▶ Activity
Transcribe the following entries word for word. End with the line where "Segment every instance of the grassy" appears.

▶ Saved data entries
- - -

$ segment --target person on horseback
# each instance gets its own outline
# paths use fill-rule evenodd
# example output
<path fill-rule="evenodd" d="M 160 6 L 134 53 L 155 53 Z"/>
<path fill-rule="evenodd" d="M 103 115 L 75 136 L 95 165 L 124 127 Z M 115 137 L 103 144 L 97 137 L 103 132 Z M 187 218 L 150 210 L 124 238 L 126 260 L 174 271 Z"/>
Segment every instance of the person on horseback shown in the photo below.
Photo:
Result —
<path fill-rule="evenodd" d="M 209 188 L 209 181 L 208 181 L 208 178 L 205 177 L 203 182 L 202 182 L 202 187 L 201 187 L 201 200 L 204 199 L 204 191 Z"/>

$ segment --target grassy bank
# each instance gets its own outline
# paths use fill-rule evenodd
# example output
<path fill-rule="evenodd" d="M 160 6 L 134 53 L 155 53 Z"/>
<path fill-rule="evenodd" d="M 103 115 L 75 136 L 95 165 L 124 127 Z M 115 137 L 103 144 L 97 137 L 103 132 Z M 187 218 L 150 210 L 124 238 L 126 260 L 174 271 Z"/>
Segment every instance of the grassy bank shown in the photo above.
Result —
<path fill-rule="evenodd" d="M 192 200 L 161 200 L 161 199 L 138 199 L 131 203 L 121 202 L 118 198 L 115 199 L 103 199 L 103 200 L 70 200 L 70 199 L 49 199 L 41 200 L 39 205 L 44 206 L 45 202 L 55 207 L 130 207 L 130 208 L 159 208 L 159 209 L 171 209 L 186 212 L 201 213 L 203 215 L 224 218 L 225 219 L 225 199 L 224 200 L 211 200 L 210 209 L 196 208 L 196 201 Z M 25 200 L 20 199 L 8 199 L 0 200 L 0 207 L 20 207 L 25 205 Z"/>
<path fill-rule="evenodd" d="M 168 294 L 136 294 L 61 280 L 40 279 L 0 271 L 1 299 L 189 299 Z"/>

- - -

▶ Task output
$ segment --target person on horseback
# each instance gets its own outline
# paths use fill-rule evenodd
# example output
<path fill-rule="evenodd" d="M 160 6 L 134 53 L 155 53 Z"/>
<path fill-rule="evenodd" d="M 103 115 L 75 136 L 95 165 L 124 127 Z M 115 137 L 103 144 L 97 137 L 103 132 Z M 187 218 L 150 210 L 124 238 L 126 260 L 174 271 Z"/>
Segment every instance of the person on horseback shown in the photo below.
Photo:
Result —
<path fill-rule="evenodd" d="M 209 188 L 209 181 L 208 181 L 208 178 L 205 177 L 203 182 L 202 182 L 202 187 L 201 187 L 201 200 L 204 199 L 204 191 Z"/>

$ segment --target grassy bank
# each instance gets its own outline
# paths use fill-rule evenodd
# example output
<path fill-rule="evenodd" d="M 160 6 L 134 53 L 155 53 Z"/>
<path fill-rule="evenodd" d="M 103 115 L 75 136 L 95 165 L 124 127 Z M 115 137 L 103 144 L 97 137 L 103 132 Z M 187 218 L 150 210 L 124 238 L 126 260 L 174 271 Z"/>
Segment every instance of the grassy bank shown in the photo above.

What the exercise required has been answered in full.